What you need to do -
Can you repeat these records line for line, starting at the line that contains "Please annotate this frame for all instances of volcanic" and ending at the line that contains "[353, 411, 441, 452]"? Leave the pictures out of your answer.

Data listing -
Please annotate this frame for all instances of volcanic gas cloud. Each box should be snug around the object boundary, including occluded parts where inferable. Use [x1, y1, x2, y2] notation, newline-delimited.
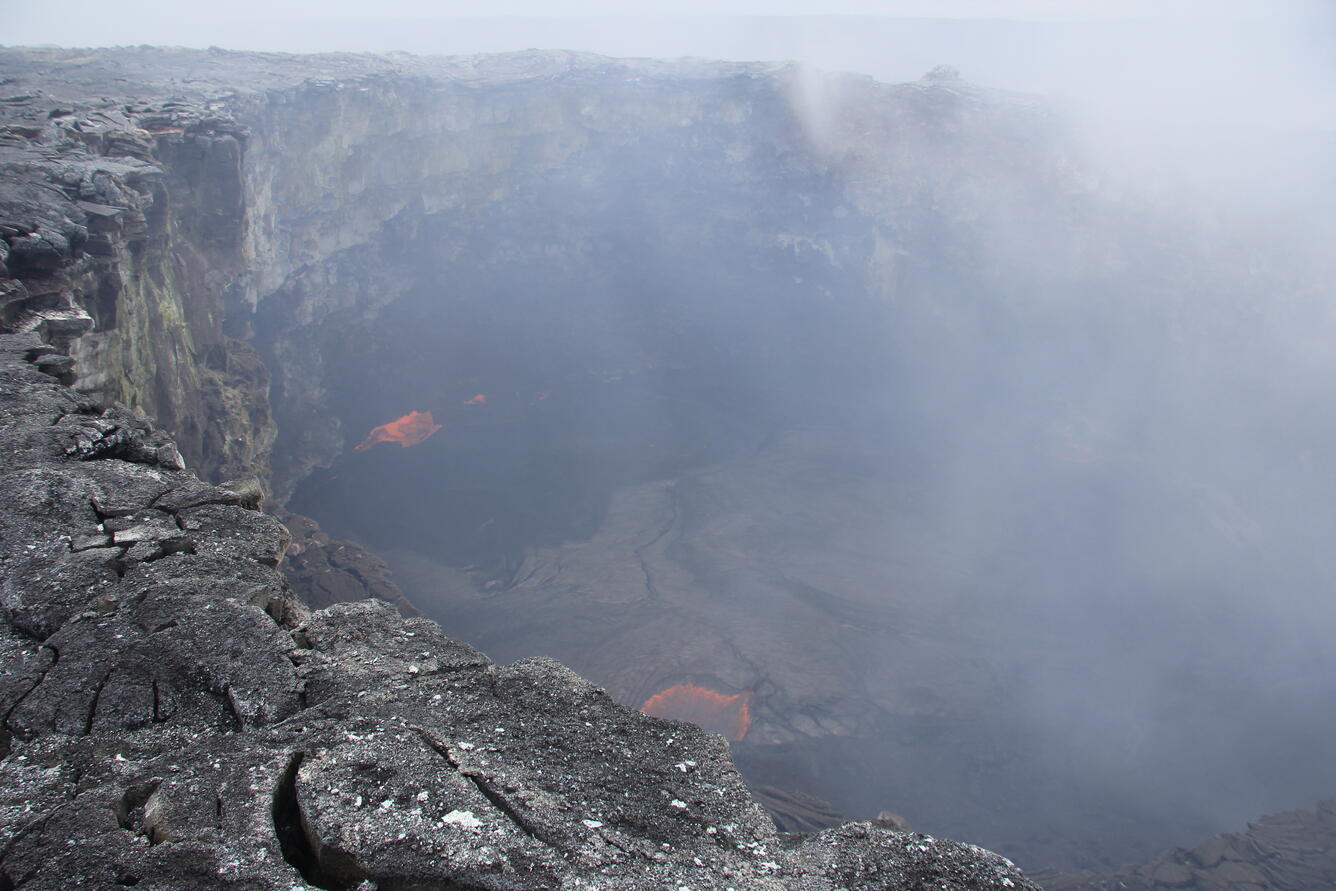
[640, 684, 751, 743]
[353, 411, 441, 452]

==

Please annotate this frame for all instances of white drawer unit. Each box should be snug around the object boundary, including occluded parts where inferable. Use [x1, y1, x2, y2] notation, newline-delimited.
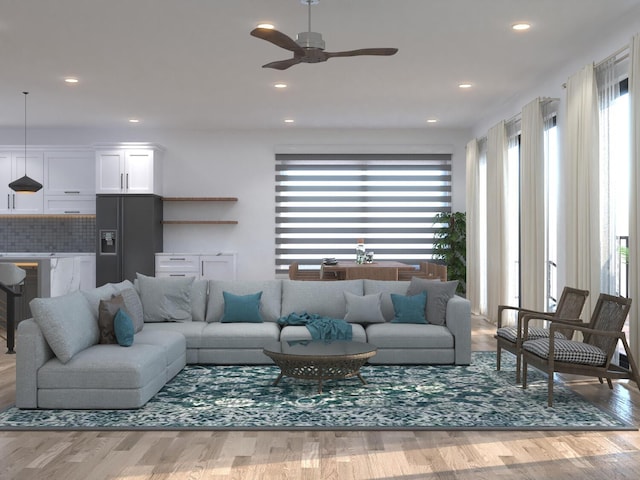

---

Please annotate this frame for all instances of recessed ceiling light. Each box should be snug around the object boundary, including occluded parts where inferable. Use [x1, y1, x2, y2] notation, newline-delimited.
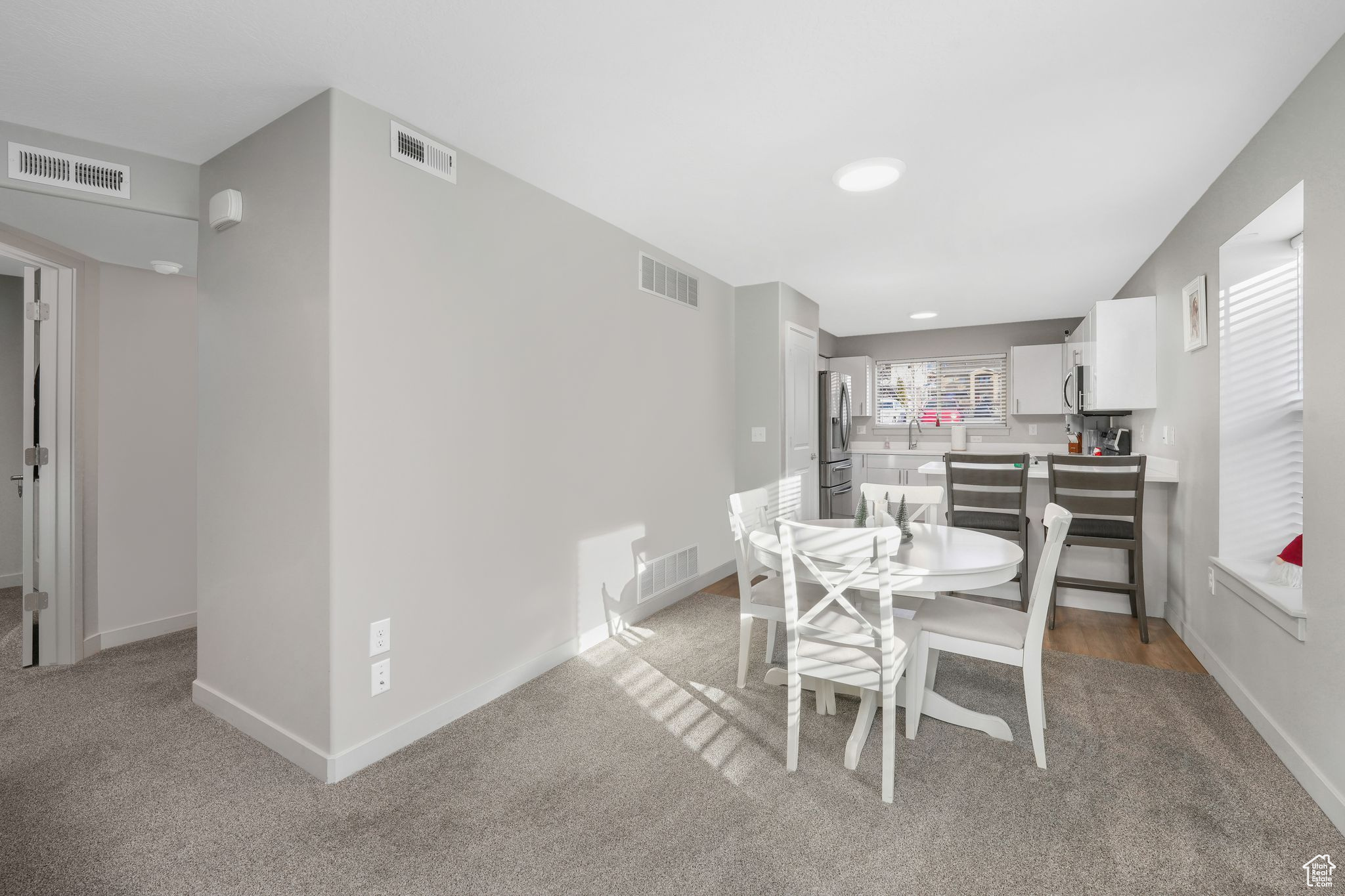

Finished exercise -
Please annotate this frame for all instances of volcanic gas cloud. Each box should be snug around the object boundary, including occluded parts where inferable. Use [x1, y1, x2, y2] notation, newline-delimited.
[640, 684, 751, 743]
[353, 411, 441, 452]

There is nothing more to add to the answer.